▸ **JOB A**: Retype the records below word for word, from where they start through the line containing "x=451, y=149", including both ends. Leave the pictures out of your answer.
═════ EXCERPT TO READ ═════
Anxiety was expressed in a growing body of academic literature that ‘if we continue our present practices we will face a steady deterioration of the conditions under which we live’ and about the real danger that humankind ‘may destroy the ability of the earth to support life’. This alarmist mood, in expectation of an imminent ecological catastrophe, stimulated a new mode of thinking about development and prepared the way for sustainable development as an alternative to unlimited economic growth.

5.1. Growing awareness of the limits to growth

Expectations of unlimited economic growth were dampened when a worldwide recession occurred in the mid-seventies (1974–1976), following in the wake of the first oil crisis of 1973, which had demonstrated the potential consequences of resource shortages. Restrictions on the growth of world markets were ascribed to increasing inequalities, which obstructed the broadening of the market that was required for continued growth. All efforts to get the world economy going again failed and the downswing continued into the 1980s. Recovery in the northern hemisphere started only in the late 1980s.
═════ RECORDS TO PROCESS ═════
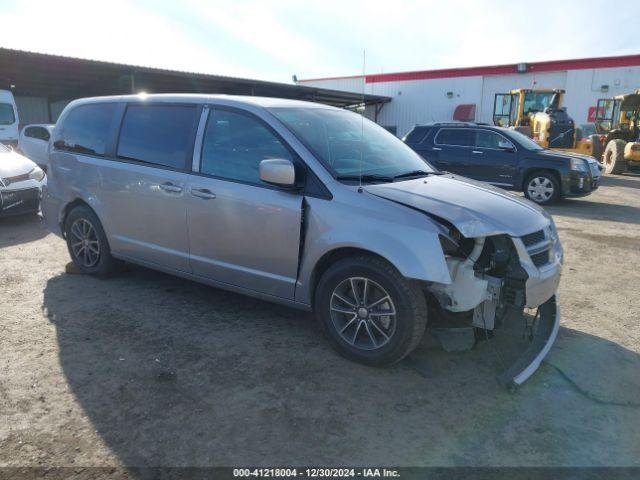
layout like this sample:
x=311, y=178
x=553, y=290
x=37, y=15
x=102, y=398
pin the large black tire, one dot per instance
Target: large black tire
x=613, y=158
x=542, y=178
x=379, y=339
x=596, y=147
x=93, y=255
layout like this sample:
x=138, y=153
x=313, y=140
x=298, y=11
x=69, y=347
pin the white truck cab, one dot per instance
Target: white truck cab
x=8, y=119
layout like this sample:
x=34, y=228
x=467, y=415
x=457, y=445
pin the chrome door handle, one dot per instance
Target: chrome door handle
x=170, y=187
x=204, y=193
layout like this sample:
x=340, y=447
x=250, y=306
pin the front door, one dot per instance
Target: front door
x=242, y=231
x=493, y=158
x=451, y=149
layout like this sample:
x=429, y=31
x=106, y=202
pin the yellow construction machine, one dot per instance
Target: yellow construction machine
x=539, y=114
x=618, y=119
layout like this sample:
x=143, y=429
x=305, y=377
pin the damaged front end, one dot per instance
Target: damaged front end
x=494, y=281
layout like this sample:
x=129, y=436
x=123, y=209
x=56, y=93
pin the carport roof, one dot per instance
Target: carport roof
x=61, y=78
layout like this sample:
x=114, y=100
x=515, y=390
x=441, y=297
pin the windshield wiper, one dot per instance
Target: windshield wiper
x=416, y=173
x=367, y=177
═════
▸ **JOB B**: Echo the whole passage on the limits to growth above word for word.

▸ **REPLY A**:
layout like this sample:
x=311, y=178
x=553, y=290
x=37, y=15
x=102, y=398
pin the large black tire, one dot per instance
Target: large black tire
x=613, y=158
x=542, y=178
x=379, y=339
x=596, y=147
x=93, y=255
layout like this sample:
x=138, y=153
x=313, y=140
x=298, y=11
x=69, y=347
pin the white truck cab, one dot per instance
Target: white truck cab
x=8, y=119
layout like this sample:
x=34, y=228
x=467, y=415
x=457, y=445
pin the chrome door handle, one dot per instance
Target: chrome door handle
x=170, y=187
x=204, y=193
layout like this sample:
x=340, y=447
x=250, y=306
pin the front door, one dot per instance
Target: front door
x=242, y=231
x=493, y=158
x=451, y=149

▸ **REPLY B**:
Anxiety was expressed in a growing body of academic literature that ‘if we continue our present practices we will face a steady deterioration of the conditions under which we live’ and about the real danger that humankind ‘may destroy the ability of the earth to support life’. This alarmist mood, in expectation of an imminent ecological catastrophe, stimulated a new mode of thinking about development and prepared the way for sustainable development as an alternative to unlimited economic growth.

5.1. Growing awareness of the limits to growth

Expectations of unlimited economic growth were dampened when a worldwide recession occurred in the mid-seventies (1974–1976), following in the wake of the first oil crisis of 1973, which had demonstrated the potential consequences of resource shortages. Restrictions on the growth of world markets were ascribed to increasing inequalities, which obstructed the broadening of the market that was required for continued growth. All efforts to get the world economy going again failed and the downswing continued into the 1980s. Recovery in the northern hemisphere started only in the late 1980s.